◆ Data section:
::::::::

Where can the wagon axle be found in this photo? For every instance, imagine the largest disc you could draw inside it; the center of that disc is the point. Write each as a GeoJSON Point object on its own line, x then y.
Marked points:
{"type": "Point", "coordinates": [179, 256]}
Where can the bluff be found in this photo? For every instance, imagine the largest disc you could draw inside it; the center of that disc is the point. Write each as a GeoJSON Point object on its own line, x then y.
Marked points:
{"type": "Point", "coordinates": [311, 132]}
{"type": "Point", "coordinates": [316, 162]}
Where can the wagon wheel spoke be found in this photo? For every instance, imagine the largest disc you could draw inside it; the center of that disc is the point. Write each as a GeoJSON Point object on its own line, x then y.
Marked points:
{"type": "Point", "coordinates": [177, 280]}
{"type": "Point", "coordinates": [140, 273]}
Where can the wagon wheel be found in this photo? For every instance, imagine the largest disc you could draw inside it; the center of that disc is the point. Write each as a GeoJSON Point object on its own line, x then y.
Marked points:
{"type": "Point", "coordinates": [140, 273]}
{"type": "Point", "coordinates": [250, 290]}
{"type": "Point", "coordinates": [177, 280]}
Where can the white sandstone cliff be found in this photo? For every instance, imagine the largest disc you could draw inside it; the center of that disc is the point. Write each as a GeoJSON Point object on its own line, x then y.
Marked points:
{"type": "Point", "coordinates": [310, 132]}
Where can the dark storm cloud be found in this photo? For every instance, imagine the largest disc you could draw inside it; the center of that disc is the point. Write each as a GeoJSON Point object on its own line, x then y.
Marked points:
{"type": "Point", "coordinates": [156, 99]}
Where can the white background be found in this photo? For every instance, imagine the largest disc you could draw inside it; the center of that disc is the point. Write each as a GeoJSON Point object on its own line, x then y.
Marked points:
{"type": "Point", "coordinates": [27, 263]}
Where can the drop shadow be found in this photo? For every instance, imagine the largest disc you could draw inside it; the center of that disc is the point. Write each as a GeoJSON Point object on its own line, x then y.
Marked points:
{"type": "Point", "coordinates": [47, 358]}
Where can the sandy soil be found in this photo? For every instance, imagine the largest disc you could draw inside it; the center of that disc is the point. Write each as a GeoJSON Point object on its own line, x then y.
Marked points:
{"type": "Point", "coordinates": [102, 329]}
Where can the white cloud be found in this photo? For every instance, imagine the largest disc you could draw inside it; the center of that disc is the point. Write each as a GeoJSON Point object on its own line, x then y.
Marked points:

::::::::

Print out the whole of the material above exactly.

◆ Response area:
Where can the wagon axle be found in this photo? For every instance, imagine the largest disc you could draw inside it; the center of that disc is the point. Write each as a GeoJSON Point object on its own line, x then y.
Marked points:
{"type": "Point", "coordinates": [179, 256]}
Where can the bluff be found in this photo? For every instance, imagine the largest disc you could draw inside it; the center of that disc is the point. Write each as a GeoJSON Point object on its own line, x then y.
Marked points:
{"type": "Point", "coordinates": [311, 132]}
{"type": "Point", "coordinates": [316, 162]}
Where can the wagon wheel spoke be found in this photo? For every instance, imagine the largest disc you could draw inside it; the center of that disc is the point. Write each as a GeoJSON Point object on its own line, x then y.
Marked points:
{"type": "Point", "coordinates": [177, 280]}
{"type": "Point", "coordinates": [140, 273]}
Where can the wagon wheel be found in this photo? For every instance, imagine the largest disc you could draw inside it; the center of that disc is the point. Write each as a GeoJSON Point object on its own line, x then y.
Marked points:
{"type": "Point", "coordinates": [140, 273]}
{"type": "Point", "coordinates": [250, 290]}
{"type": "Point", "coordinates": [177, 280]}
Where can the white sandstone cliff be found in this photo? For every instance, imagine the largest disc you could draw inside it; the center of that disc is the point. Write each as a GeoJSON Point object on its own line, x then y.
Marked points:
{"type": "Point", "coordinates": [310, 132]}
Where can the dark storm cloud be found in this photo? For every instance, imagine the largest disc you could draw inside it; the center of that disc is the point. Write each as a GeoJSON Point object on its own line, x then y.
Marked points:
{"type": "Point", "coordinates": [156, 99]}
Where can the white background be found in this photo? For every instance, imagine the largest disc you could draw inside it; the center of that disc is the point. Write each as a GeoJSON Point object on its own line, x then y.
Marked points:
{"type": "Point", "coordinates": [27, 263]}
Where can the drop shadow be found in this photo? For every instance, imagine the largest disc you could draw inside it; the center of that disc is the point. Write each as a GeoJSON Point object on its own line, x then y.
Marked points:
{"type": "Point", "coordinates": [47, 358]}
Where can the sandy soil be found in this photo? For every instance, imagine the largest disc you could draw inside it; the center of that disc is the point. Write each as a GeoJSON Point object on its own line, x then y.
Marked points:
{"type": "Point", "coordinates": [102, 329]}
Where can the white cloud be found in this photo? For every instance, imagine the largest disc you could draw inside it; the center of that disc is the point. Write each as a GeoJSON Point object on its own line, x then y.
Marked points:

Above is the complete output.